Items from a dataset

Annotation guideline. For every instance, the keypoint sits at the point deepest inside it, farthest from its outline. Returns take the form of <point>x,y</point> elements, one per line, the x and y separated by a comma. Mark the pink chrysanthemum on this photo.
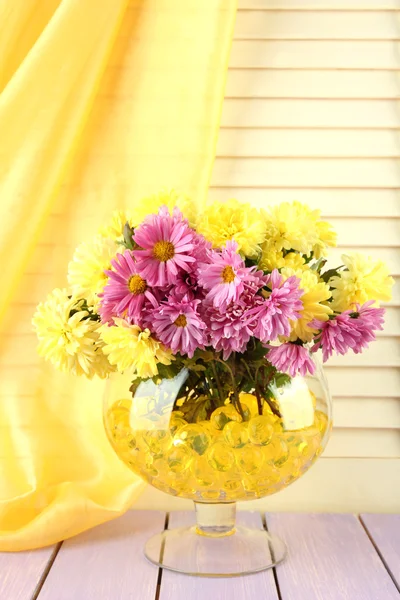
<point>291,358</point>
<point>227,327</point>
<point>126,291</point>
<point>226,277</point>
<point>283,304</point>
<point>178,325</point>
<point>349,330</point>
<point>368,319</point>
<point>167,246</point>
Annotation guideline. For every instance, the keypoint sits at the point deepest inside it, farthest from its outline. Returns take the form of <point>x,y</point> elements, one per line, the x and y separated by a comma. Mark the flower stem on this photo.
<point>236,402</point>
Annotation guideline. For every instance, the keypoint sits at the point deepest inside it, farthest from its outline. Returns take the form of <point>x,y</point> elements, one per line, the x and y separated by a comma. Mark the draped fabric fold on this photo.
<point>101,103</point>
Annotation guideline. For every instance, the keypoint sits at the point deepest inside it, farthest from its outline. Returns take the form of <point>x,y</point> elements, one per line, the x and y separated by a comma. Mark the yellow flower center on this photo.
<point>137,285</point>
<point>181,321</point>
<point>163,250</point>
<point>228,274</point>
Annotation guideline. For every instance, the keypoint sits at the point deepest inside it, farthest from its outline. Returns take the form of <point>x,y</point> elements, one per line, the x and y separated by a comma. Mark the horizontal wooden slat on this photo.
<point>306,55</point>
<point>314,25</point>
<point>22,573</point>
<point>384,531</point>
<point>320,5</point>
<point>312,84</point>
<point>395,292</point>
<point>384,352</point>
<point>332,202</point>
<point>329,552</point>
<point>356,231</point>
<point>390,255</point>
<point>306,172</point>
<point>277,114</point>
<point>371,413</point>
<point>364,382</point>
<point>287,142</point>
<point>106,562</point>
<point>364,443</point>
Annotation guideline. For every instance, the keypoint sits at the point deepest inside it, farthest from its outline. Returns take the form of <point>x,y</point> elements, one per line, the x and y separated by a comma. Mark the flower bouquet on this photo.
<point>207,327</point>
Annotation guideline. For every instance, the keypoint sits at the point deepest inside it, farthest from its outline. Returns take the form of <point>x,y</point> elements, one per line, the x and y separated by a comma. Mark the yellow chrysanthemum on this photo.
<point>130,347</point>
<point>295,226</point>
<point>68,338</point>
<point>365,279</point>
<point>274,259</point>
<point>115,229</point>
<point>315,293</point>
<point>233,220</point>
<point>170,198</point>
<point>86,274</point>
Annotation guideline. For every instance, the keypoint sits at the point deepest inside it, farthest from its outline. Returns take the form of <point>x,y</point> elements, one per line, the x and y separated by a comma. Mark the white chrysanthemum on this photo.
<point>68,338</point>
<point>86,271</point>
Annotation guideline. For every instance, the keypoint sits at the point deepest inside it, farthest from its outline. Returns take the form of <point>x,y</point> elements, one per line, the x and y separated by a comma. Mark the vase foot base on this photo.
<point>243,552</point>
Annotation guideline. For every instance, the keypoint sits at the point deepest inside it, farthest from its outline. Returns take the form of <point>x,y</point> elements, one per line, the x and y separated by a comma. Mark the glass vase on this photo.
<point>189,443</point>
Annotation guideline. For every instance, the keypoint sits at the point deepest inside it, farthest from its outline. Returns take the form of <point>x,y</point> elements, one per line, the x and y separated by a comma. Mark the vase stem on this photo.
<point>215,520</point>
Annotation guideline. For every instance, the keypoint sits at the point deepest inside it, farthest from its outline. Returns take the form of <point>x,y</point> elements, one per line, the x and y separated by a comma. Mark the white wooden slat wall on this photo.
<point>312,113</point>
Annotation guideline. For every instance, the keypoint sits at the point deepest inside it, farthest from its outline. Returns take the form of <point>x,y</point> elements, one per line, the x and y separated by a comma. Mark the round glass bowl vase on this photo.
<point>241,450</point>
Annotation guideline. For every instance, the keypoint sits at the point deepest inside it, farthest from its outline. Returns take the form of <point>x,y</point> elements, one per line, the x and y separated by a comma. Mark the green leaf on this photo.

Task: Reproduce the lines above exactly, image-free.

Written solution:
Annotation guideline. For every instance, the keypoint sits at the point deepest inside it, farthest from its outline. Returns take the form of <point>x,y</point> elements, one per line, the x and y separated by a comma. Mark the pink chrysanthemum on this photo.
<point>291,358</point>
<point>227,327</point>
<point>126,291</point>
<point>226,277</point>
<point>283,304</point>
<point>178,325</point>
<point>349,330</point>
<point>368,319</point>
<point>167,246</point>
Annotation guideline. For every instance, the keypoint sits at the point deepest inside it, farthest from its outline. Returns take the form of <point>x,y</point> elements, one per line, the x and y separated by a comma. Mark the flower stem on this photo.
<point>236,402</point>
Annotation guideline. For every instance, the keypoint sits at the point deepest inside it, farthest from its outline. Returns take the form of <point>x,y</point> elements, one per line, the x and y separated by a comma. Mark the draped fabric fold on this photo.
<point>101,103</point>
Annotation guideline. For every instance, the keypoint sits at the point deepest inside it, farthest from its outline. Returns take the form of <point>x,y</point> elements, one per line, the x and y separated by a comma. Mark the yellow flower center on this photo.
<point>137,285</point>
<point>181,321</point>
<point>163,250</point>
<point>228,274</point>
Annotation guideline. For every instance, the keypoint sits at the point deepest inside it, farthest from its outline. Returns take the form of <point>x,y</point> elements, one per line, the x and y separated by a comma. Mark the horizontal wooden slat on this photo.
<point>306,55</point>
<point>314,25</point>
<point>22,573</point>
<point>384,531</point>
<point>320,5</point>
<point>312,84</point>
<point>395,292</point>
<point>384,352</point>
<point>332,202</point>
<point>329,552</point>
<point>356,231</point>
<point>390,255</point>
<point>306,172</point>
<point>277,114</point>
<point>371,413</point>
<point>364,382</point>
<point>287,142</point>
<point>106,562</point>
<point>364,443</point>
Annotation guideline. For every instance, the keypoint sits at the point deepest inside it, farthest from its outline. Returns take the form of <point>x,y</point> elements, one per line, the x and y separated by a comma. Mark the flower bouquet on this photo.
<point>207,327</point>
Annotation guideline. For every instance, the keypoint sits at the point deepest inside it, farthest from its outline. Returns take the form of <point>x,y</point> elements, one per line, the x and y separated by a comma. Mark the yellow chrysanthemum on this photo.
<point>130,347</point>
<point>295,226</point>
<point>68,338</point>
<point>365,279</point>
<point>274,259</point>
<point>115,229</point>
<point>315,293</point>
<point>233,220</point>
<point>170,198</point>
<point>86,274</point>
Annotation guideline. For every instance, the keypoint sits at the point deepest inside it, farthest from its outline. Returns take the form of <point>x,y</point> elements, one per line, the x and y separated by a comma. Mark the white chrysanthemum on this photo.
<point>68,338</point>
<point>86,271</point>
Annotation guideline. For every instance, the keypoint sits at the point deepest inside it, farthest from its outline. Returns take the form of <point>x,y</point> elements, one per line, the x and y separated by a comma. Mark the vase foot base on this photo.
<point>243,552</point>
Annotation guideline. For every instance, the keypoint sits at the point deepest inside it, farthest from its outline. Returns take the form of <point>x,y</point> elements, one per line, the x and y separated by a comma. Mark the glass vase on this photo.
<point>189,443</point>
Annotation guideline. For every instance, the keypoint sits at the point deepest inside it, farthest from its outline. Returns take the form of <point>x,y</point> elements, one per line, the x and y separated by a comma. Mark the vase stem on this photo.
<point>215,520</point>
Annotation guideline. For every instance, the keypoint sits at the point deepest inside it, farthest from its outline. Returns take the form of <point>x,y</point> elements, one per line, the x and y separated by a comma. Mark the white wooden slat wall on this photo.
<point>312,113</point>
Annotation guideline. For every instance, the keypoint sits at the point deepest inside it, farthest from its outline. Returns take the form of <point>x,y</point> elements, one per line, the x and y separated by a comma. Mark the round glass bowl vase on this photo.
<point>241,450</point>
Annotation guideline. For every instance, the keypoint sits at the point deepest inside it, farthest from its outline. Returns take the form of <point>x,y</point> elements, one per line, the x and y separated by a comma. Mark the green leaf on this photo.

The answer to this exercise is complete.